- **MATERIAL FOR THIS EXERCISE**:
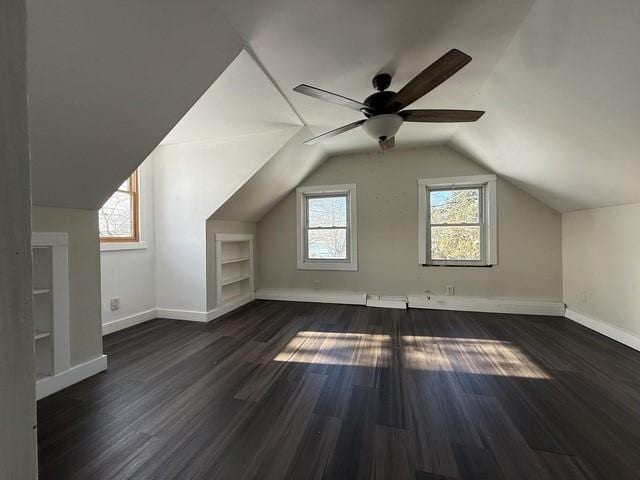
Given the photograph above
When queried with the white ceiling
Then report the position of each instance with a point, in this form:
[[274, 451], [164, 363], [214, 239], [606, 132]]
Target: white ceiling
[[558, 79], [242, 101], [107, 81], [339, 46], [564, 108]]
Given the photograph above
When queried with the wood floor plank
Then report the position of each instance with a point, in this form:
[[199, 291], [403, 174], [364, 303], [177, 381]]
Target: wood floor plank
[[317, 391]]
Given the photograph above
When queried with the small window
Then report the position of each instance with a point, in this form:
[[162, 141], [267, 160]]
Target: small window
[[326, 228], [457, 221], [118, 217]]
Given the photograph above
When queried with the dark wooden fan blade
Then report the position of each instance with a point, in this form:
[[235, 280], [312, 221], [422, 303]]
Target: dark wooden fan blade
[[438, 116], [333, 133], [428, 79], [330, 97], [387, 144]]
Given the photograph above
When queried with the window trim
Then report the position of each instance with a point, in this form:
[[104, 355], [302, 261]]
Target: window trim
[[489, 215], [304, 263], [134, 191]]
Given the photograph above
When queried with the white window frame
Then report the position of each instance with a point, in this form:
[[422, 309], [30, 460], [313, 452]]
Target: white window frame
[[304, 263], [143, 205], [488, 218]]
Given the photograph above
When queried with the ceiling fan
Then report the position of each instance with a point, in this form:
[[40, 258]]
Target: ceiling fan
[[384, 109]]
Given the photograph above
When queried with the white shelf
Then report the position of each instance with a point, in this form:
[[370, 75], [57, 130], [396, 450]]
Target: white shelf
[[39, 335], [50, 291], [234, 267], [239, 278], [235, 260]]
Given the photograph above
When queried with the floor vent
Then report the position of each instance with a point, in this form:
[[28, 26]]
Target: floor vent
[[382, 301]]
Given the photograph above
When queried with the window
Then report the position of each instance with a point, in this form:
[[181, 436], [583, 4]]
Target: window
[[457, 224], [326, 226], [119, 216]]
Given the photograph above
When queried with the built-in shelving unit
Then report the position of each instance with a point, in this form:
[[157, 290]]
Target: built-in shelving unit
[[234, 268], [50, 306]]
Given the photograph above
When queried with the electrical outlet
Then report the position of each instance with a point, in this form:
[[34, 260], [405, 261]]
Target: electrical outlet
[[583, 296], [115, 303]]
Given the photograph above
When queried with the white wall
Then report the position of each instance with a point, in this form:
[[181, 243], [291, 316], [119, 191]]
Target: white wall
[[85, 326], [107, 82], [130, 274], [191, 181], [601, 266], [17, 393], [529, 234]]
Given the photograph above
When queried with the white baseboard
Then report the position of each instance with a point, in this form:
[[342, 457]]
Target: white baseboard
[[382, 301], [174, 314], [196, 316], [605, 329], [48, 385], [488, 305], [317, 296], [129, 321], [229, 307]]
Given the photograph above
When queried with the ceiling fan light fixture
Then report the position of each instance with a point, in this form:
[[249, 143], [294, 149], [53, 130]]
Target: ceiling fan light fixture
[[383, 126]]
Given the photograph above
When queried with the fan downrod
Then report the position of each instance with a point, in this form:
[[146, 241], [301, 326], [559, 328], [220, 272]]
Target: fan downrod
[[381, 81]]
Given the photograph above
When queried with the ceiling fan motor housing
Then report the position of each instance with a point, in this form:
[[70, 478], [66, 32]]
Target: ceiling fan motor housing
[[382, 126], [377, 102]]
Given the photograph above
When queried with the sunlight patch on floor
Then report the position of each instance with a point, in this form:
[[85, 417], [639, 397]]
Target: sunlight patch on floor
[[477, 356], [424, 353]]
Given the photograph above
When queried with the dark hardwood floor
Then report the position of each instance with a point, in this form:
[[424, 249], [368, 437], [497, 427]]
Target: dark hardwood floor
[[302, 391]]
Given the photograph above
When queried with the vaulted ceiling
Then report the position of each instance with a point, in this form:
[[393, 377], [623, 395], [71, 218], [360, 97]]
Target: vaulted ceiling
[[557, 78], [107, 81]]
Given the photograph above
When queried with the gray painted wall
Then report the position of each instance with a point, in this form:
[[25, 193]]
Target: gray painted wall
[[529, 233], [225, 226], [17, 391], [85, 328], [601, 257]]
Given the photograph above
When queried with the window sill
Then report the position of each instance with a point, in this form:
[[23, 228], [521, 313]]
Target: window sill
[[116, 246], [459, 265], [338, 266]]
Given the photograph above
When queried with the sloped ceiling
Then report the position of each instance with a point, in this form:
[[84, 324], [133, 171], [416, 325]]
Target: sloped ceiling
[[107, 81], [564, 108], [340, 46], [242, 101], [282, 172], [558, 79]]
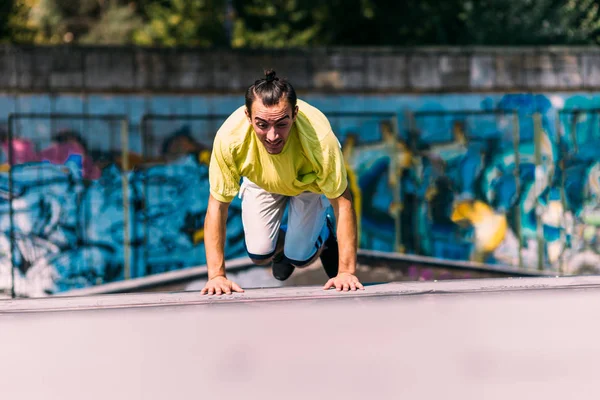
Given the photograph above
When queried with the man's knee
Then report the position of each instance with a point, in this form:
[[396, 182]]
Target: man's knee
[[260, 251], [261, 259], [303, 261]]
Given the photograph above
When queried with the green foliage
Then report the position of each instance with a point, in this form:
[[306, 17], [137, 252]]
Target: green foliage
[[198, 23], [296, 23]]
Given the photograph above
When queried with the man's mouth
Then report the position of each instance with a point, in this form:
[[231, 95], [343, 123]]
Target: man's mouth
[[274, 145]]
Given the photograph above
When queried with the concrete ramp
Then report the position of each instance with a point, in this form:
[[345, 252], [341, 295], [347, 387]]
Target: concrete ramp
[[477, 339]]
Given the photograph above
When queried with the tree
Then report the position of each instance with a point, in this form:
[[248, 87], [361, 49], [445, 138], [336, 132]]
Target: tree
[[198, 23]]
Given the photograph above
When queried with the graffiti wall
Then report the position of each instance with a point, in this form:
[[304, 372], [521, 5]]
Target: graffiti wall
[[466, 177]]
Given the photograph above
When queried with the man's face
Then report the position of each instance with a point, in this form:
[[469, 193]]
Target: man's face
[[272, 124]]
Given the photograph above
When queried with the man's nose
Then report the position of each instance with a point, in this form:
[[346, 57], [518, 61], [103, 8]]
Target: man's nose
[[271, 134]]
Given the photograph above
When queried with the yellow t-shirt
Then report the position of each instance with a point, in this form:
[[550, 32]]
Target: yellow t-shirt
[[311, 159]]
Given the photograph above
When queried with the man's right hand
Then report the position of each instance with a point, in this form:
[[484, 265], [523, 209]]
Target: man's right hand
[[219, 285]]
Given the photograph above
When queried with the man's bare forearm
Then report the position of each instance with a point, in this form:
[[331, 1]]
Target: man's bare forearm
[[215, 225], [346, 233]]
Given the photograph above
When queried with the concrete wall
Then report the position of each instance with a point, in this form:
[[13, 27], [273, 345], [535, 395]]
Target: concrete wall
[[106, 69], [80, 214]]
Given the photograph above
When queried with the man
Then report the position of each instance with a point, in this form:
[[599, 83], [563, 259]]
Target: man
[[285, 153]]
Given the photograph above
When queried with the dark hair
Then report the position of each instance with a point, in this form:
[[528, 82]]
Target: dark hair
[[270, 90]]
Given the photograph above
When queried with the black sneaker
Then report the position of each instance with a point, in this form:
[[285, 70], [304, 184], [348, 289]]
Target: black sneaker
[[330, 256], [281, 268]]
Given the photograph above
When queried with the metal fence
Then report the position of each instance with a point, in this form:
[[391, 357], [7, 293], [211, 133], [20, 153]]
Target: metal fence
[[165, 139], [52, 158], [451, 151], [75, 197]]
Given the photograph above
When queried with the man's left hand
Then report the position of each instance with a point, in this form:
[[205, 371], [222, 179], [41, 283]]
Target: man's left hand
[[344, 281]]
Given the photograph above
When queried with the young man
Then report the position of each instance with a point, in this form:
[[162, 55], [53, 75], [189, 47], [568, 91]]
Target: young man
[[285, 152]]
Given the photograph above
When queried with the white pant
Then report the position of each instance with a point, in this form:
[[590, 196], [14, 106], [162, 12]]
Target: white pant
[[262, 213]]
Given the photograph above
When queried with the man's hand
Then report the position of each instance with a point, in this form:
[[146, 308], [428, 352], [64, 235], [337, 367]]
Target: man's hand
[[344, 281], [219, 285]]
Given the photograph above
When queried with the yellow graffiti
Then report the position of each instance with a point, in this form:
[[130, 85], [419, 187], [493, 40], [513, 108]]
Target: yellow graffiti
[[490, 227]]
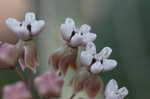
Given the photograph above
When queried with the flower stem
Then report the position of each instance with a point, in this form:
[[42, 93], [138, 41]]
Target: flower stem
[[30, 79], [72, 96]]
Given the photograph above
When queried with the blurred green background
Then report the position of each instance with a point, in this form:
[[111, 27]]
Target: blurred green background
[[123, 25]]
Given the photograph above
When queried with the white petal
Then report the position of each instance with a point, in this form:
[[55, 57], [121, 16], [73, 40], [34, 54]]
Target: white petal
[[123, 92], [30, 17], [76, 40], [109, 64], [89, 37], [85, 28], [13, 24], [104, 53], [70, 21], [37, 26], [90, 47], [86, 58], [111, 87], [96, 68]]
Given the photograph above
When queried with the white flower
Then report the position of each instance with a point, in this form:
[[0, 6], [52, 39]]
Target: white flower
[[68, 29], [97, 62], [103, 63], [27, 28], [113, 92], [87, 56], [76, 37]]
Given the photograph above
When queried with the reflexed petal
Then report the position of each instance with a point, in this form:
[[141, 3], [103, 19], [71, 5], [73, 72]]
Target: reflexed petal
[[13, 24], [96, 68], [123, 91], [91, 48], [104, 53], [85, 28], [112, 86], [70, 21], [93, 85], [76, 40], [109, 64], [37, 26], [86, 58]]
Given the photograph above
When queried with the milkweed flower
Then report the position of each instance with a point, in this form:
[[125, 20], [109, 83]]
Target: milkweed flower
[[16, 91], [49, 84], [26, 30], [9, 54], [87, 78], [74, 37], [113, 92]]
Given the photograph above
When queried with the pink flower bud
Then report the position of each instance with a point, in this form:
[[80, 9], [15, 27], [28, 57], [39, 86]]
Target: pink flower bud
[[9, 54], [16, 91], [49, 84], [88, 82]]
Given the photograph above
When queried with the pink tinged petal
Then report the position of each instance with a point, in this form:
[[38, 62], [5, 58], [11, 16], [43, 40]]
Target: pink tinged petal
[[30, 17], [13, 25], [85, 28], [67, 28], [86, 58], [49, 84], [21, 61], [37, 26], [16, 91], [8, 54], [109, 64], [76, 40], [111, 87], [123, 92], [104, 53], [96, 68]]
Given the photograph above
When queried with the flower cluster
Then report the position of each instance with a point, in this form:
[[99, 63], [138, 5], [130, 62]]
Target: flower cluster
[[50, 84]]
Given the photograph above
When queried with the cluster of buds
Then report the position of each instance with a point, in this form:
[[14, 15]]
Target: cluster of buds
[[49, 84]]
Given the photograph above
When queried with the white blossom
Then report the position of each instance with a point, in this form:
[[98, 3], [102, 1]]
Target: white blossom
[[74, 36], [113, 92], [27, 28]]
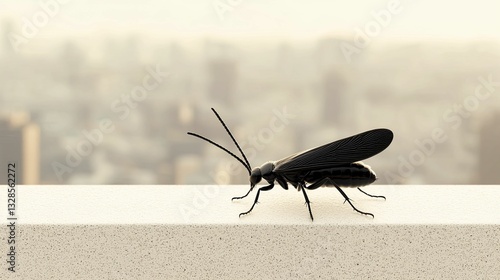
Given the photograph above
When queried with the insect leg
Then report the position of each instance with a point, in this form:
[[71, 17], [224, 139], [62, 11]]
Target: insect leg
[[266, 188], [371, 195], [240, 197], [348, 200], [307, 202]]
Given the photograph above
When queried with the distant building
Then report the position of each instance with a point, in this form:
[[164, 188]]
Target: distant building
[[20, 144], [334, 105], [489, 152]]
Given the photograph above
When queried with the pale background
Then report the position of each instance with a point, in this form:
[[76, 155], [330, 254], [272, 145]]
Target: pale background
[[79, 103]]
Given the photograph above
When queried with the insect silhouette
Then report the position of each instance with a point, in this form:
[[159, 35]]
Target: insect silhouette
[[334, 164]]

- **WRITTEN EXERCISE**: Extract each line of the listing above that contains the string "sill".

- **THE ANSWER**:
When queried with the window sill
Target: window sill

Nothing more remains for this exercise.